* Data supplied *
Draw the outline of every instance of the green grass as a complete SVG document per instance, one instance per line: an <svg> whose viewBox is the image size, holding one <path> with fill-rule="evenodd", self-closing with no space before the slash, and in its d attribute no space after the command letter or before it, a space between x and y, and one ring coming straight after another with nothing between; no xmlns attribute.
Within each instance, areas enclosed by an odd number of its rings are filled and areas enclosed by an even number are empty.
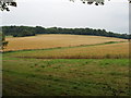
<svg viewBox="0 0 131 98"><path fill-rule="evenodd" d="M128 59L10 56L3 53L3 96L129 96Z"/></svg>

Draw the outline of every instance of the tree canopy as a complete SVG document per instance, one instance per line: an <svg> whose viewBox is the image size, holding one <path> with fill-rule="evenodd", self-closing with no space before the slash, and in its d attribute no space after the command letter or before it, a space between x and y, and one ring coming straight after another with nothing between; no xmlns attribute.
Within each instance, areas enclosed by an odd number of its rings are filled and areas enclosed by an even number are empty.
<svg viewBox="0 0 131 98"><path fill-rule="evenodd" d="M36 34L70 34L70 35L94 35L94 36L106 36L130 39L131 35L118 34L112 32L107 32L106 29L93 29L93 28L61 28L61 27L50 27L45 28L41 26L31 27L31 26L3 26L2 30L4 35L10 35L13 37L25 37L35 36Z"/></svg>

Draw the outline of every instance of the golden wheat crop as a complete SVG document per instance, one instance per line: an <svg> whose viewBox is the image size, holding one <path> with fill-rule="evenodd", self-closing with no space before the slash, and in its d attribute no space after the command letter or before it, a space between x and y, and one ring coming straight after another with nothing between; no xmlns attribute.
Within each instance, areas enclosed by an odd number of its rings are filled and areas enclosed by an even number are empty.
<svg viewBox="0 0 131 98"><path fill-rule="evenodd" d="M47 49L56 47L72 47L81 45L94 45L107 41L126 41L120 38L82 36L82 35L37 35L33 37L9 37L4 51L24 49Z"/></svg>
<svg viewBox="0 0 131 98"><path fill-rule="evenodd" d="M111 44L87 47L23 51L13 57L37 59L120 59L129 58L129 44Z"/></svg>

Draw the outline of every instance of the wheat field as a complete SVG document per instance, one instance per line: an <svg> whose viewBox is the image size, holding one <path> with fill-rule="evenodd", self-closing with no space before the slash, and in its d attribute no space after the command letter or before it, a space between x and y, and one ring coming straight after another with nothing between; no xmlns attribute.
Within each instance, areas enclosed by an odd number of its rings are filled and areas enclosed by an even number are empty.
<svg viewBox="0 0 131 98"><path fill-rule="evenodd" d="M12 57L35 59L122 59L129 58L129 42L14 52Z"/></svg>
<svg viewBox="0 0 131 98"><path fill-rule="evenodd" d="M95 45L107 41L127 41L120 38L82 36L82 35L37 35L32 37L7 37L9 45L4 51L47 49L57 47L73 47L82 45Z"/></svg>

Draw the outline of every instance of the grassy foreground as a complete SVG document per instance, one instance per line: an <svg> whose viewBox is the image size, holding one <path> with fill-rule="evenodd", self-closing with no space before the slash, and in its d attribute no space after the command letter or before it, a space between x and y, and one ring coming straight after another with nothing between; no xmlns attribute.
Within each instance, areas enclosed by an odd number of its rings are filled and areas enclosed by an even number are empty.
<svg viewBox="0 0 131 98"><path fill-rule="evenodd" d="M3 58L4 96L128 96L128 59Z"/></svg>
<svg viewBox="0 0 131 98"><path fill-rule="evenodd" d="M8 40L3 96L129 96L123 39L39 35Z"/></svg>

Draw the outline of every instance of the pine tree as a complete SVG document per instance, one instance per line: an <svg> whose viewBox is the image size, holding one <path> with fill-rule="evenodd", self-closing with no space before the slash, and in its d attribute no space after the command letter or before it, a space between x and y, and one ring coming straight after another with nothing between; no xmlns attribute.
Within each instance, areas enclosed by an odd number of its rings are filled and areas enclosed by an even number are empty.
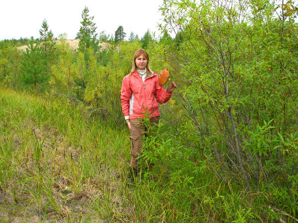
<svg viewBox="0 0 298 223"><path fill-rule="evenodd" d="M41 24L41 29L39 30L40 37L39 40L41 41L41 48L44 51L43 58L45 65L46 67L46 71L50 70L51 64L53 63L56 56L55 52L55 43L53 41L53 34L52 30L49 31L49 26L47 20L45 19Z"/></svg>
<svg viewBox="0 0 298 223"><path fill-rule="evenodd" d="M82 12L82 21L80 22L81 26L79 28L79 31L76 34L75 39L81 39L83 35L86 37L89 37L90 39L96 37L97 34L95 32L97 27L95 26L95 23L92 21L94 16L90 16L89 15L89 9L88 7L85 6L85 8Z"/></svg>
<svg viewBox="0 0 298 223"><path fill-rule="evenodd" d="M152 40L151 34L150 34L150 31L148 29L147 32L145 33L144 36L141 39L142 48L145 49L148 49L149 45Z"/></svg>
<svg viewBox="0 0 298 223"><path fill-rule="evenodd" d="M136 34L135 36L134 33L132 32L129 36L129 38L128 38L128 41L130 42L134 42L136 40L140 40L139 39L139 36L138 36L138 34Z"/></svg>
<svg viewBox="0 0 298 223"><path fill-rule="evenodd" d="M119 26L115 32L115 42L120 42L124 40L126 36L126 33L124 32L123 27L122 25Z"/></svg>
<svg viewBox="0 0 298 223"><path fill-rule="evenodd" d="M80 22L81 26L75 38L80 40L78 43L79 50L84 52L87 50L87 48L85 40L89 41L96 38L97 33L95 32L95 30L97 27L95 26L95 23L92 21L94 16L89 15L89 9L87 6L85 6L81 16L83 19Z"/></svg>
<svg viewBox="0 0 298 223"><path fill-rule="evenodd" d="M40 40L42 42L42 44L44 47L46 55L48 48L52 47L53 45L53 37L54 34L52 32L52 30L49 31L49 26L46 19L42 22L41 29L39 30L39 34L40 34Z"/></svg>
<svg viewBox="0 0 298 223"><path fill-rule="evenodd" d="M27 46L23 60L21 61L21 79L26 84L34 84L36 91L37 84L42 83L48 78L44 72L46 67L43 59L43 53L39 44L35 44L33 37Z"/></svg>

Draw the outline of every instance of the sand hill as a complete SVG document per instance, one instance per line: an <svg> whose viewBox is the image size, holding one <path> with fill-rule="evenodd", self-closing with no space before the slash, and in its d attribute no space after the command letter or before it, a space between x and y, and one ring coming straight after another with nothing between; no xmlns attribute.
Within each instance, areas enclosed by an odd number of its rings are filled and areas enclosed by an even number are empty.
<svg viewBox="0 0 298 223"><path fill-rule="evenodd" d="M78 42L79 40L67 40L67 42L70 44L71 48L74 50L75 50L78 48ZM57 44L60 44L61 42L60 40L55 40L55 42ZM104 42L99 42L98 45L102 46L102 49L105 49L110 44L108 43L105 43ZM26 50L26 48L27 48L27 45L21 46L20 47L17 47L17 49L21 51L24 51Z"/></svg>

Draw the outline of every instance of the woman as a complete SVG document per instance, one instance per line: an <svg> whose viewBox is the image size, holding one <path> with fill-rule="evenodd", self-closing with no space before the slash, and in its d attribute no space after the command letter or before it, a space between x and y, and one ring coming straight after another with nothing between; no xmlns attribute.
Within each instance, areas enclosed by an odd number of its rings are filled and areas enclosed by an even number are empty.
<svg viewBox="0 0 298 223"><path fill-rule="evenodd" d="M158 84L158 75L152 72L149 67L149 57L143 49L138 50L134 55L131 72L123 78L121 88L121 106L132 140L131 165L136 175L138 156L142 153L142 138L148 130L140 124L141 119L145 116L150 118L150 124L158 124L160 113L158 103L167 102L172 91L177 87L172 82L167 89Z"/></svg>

...

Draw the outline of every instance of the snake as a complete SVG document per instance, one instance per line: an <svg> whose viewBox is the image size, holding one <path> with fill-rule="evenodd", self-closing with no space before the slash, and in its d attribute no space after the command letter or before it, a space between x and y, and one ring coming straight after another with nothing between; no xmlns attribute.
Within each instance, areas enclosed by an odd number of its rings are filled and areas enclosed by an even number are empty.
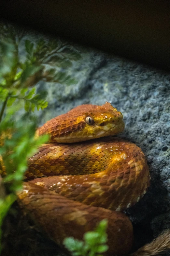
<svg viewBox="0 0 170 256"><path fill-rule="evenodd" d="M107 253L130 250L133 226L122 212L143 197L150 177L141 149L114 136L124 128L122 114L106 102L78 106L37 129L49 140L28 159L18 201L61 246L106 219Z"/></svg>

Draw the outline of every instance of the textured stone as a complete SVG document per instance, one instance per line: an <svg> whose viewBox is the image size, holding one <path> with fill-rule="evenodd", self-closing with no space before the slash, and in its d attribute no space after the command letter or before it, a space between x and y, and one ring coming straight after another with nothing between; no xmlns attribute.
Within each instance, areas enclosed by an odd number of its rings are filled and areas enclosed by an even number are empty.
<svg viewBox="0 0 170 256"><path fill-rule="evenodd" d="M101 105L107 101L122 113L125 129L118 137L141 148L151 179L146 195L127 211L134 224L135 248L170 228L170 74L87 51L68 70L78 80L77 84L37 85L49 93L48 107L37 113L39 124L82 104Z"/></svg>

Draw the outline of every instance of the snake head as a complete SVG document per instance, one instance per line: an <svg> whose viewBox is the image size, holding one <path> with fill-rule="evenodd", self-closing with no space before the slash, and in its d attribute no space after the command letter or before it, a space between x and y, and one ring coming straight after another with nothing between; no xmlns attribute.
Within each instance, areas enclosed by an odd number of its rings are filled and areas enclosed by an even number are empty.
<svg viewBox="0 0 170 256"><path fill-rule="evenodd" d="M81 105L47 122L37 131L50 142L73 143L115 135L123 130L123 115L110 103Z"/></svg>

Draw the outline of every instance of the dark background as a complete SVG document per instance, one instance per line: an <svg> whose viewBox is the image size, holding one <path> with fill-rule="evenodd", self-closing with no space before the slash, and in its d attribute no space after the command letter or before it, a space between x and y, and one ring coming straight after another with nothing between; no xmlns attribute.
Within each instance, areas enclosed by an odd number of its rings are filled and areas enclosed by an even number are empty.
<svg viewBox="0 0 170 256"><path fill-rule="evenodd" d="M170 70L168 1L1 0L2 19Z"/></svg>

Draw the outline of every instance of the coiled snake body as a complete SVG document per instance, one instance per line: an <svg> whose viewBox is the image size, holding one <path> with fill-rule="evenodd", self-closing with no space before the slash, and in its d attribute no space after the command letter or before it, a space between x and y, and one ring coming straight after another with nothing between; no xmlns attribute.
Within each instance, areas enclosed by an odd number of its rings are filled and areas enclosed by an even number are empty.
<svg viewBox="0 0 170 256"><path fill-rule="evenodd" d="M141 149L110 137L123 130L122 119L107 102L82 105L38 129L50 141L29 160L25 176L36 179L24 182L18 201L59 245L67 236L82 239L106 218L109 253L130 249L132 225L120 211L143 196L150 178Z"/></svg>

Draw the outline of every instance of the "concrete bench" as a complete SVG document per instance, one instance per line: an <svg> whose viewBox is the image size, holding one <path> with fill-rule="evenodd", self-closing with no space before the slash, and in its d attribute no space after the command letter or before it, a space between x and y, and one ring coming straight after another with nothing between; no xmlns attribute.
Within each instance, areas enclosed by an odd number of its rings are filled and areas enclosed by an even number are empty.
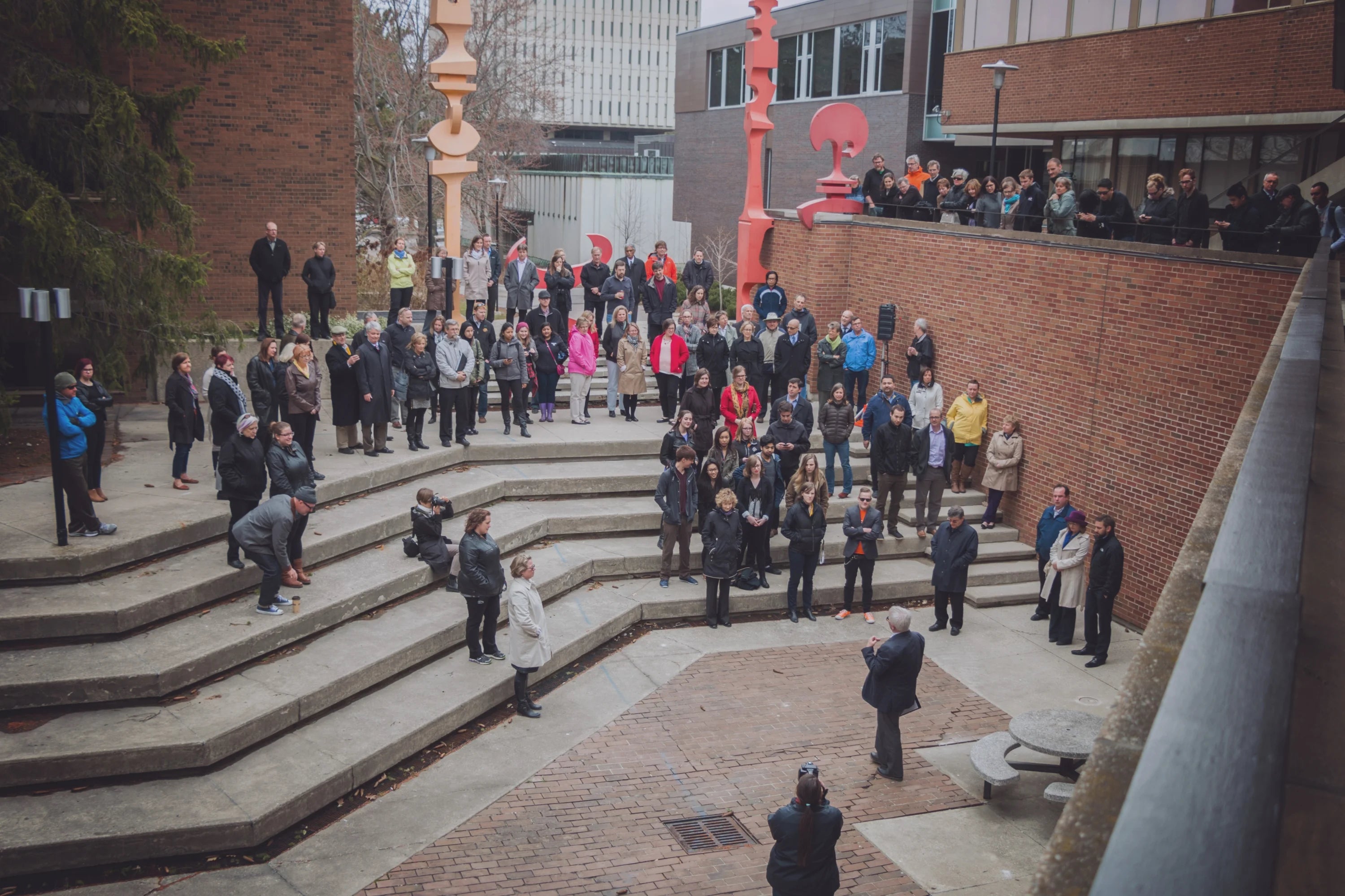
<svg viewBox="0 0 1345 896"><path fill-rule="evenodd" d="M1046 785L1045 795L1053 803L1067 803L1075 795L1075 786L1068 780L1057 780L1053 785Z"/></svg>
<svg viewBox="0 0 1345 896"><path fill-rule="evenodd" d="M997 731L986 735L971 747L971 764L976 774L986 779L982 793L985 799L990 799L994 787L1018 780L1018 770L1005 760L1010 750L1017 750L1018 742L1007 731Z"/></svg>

* Aim *
Find every line in the listing above that contains the string "coiled", matching case exactly, and copy each of those lines.

* Correct output *
Draw the outline of every instance of the coiled snake body as a complete SVG document per instance, one instance per line: an <svg> whose viewBox is the image size, holding one <path> with fill-rule="evenodd", self-closing with no space before the slash, and in its d attribute no space after the command letter or before it, a space between x and y, and one ring coming straight after another with nothing between; no xmlns attribute.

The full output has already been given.